Coordinate annotation records:
━━━━━━

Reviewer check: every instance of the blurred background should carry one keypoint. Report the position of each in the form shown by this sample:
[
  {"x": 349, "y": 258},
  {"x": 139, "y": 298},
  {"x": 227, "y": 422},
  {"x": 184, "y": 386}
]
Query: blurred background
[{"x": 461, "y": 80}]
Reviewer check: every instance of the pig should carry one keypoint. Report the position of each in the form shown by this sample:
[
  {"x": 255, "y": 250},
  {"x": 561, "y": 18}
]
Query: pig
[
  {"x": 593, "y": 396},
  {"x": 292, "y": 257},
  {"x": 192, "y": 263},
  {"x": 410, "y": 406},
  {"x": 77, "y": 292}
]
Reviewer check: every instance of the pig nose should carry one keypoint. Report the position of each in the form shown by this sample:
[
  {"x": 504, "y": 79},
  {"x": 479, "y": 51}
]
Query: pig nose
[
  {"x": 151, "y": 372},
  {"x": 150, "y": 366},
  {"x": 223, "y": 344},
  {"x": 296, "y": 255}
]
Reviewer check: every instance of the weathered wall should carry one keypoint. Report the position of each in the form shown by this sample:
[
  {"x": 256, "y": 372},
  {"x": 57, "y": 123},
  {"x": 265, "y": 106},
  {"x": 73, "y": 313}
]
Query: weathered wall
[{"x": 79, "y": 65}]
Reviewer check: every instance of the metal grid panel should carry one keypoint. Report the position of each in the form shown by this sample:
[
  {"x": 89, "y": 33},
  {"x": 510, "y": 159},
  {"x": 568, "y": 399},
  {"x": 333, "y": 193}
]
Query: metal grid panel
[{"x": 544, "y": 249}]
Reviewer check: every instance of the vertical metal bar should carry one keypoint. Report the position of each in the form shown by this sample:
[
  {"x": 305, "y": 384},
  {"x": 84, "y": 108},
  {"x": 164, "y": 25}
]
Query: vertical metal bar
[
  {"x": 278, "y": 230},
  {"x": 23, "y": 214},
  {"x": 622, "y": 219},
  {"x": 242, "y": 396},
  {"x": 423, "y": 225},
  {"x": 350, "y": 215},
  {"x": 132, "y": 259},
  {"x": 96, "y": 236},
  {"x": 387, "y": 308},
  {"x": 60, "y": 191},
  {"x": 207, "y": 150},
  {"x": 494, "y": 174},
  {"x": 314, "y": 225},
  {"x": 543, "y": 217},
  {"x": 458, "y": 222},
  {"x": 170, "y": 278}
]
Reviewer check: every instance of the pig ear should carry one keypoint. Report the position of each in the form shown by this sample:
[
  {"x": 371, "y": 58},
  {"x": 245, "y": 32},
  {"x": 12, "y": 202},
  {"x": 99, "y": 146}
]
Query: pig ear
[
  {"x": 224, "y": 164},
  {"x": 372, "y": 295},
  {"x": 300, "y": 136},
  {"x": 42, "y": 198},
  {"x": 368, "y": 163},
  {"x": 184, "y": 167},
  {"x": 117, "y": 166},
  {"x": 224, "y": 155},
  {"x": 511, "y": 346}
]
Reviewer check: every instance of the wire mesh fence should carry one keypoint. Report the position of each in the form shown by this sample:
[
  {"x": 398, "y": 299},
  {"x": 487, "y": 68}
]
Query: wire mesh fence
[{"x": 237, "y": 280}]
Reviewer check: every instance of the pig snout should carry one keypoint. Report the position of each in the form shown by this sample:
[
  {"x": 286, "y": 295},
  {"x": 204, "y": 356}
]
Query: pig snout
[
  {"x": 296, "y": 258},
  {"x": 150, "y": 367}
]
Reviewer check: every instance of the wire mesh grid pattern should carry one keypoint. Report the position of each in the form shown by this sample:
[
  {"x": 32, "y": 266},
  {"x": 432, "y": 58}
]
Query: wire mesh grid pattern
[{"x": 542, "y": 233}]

━━━━━━

## What you should do
Rewrite every line of the rows above as a JSON array of strings, with one string per line and any blank lines omitted.

## Answer to the problem
[
  "Reviewer check: every instance of the blurred background should carry one keypoint. Report the position of each in the form shown by this sample:",
  "[",
  "  {\"x\": 349, \"y\": 258},",
  "  {\"x\": 139, \"y\": 298},",
  "  {\"x\": 227, \"y\": 422},",
  "  {\"x\": 184, \"y\": 386}",
  "]",
  "Query: blurred background",
  "[{\"x\": 461, \"y\": 80}]",
  "Reviewer check: every instance of the pig should carry one keypoint. Report the position of each in the form shown by this sample:",
  "[",
  "  {\"x\": 255, \"y\": 250},",
  "  {\"x\": 561, \"y\": 18}",
  "]",
  "Query: pig",
  "[",
  "  {\"x\": 593, \"y\": 396},",
  "  {\"x\": 292, \"y\": 257},",
  "  {\"x\": 192, \"y\": 263},",
  "  {\"x\": 410, \"y\": 406},",
  "  {\"x\": 77, \"y\": 292}",
  "]",
  "Reviewer check: every instance of the pig nose should carry one keypoint. Report the position of each in the form shown by this sample:",
  "[",
  "  {\"x\": 504, \"y\": 79},",
  "  {\"x\": 479, \"y\": 51}",
  "]",
  "Query: pig nose",
  "[",
  "  {\"x\": 151, \"y\": 372},",
  "  {\"x\": 150, \"y\": 366},",
  "  {\"x\": 223, \"y\": 344},",
  "  {\"x\": 296, \"y\": 255}",
  "]",
  "Reviewer check: every instance of the weathered wall should carry one keypoint. Report the position of each in the form shown by this sample:",
  "[",
  "  {\"x\": 256, \"y\": 372},",
  "  {\"x\": 57, \"y\": 123},",
  "  {\"x\": 265, \"y\": 106},",
  "  {\"x\": 73, \"y\": 313}",
  "]",
  "Query: weathered wall",
  "[{\"x\": 79, \"y\": 65}]",
  "Reviewer check: every instance of the metal grid panel should carry one keypoint. Report the position of each in the form shown by this sample:",
  "[",
  "  {\"x\": 89, \"y\": 33},",
  "  {\"x\": 510, \"y\": 159},",
  "  {\"x\": 568, \"y\": 399},",
  "  {\"x\": 333, \"y\": 193}",
  "]",
  "Query: metal grid panel",
  "[{\"x\": 544, \"y\": 249}]",
  "Reviewer check: every instance of the vertical metal bar should carry one keypoint. Report the position of each in the form shown by this sample:",
  "[",
  "  {\"x\": 305, \"y\": 384},",
  "  {\"x\": 84, \"y\": 108},",
  "  {\"x\": 164, \"y\": 25}",
  "]",
  "Query: vertical metal bar",
  "[",
  "  {\"x\": 278, \"y\": 230},",
  "  {\"x\": 23, \"y\": 214},",
  "  {\"x\": 622, \"y\": 219},",
  "  {\"x\": 242, \"y\": 396},",
  "  {\"x\": 423, \"y\": 225},",
  "  {\"x\": 350, \"y\": 215},",
  "  {\"x\": 132, \"y\": 259},",
  "  {\"x\": 96, \"y\": 236},",
  "  {\"x\": 387, \"y\": 308},",
  "  {\"x\": 60, \"y\": 191},",
  "  {\"x\": 207, \"y\": 150},",
  "  {\"x\": 494, \"y\": 174},",
  "  {\"x\": 314, \"y\": 225},",
  "  {\"x\": 543, \"y\": 217},",
  "  {\"x\": 458, \"y\": 222},",
  "  {\"x\": 170, \"y\": 278}",
  "]",
  "Reviewer check: every instance of the pig ear should carry one keypoint. Report the position of each in the form shown by this sample:",
  "[",
  "  {\"x\": 371, \"y\": 58},",
  "  {\"x\": 245, \"y\": 32},",
  "  {\"x\": 12, \"y\": 202},",
  "  {\"x\": 99, \"y\": 146}",
  "]",
  "Query: pig ear",
  "[",
  "  {\"x\": 224, \"y\": 164},",
  "  {\"x\": 372, \"y\": 295},",
  "  {\"x\": 300, \"y\": 136},",
  "  {\"x\": 42, \"y\": 198},",
  "  {\"x\": 368, \"y\": 163},",
  "  {\"x\": 184, \"y\": 167},",
  "  {\"x\": 117, \"y\": 166},",
  "  {\"x\": 224, \"y\": 155},",
  "  {\"x\": 511, \"y\": 346}",
  "]",
  "Reviewer check: every instance of the wire mesh fence should carry one keypoint. Report the position of each in the form shown by this sample:",
  "[",
  "  {\"x\": 398, \"y\": 299},",
  "  {\"x\": 487, \"y\": 68}",
  "]",
  "Query: wire mesh fence",
  "[{\"x\": 237, \"y\": 280}]",
  "Reviewer check: every instance of the pig snout should carry one keypoint. Report the position of each in the form shown by this sample:",
  "[",
  "  {\"x\": 286, \"y\": 295},",
  "  {\"x\": 204, \"y\": 356}",
  "]",
  "Query: pig snout",
  "[",
  "  {\"x\": 296, \"y\": 258},",
  "  {\"x\": 150, \"y\": 367}",
  "]",
  "Reviewer check: every instance of the wire mesh grid pattern should carry one keypoint. Report the position of each in the form shown by this sample:",
  "[",
  "  {\"x\": 32, \"y\": 266},",
  "  {\"x\": 432, \"y\": 58}",
  "]",
  "Query: wire mesh grid pattern",
  "[{\"x\": 542, \"y\": 233}]"
]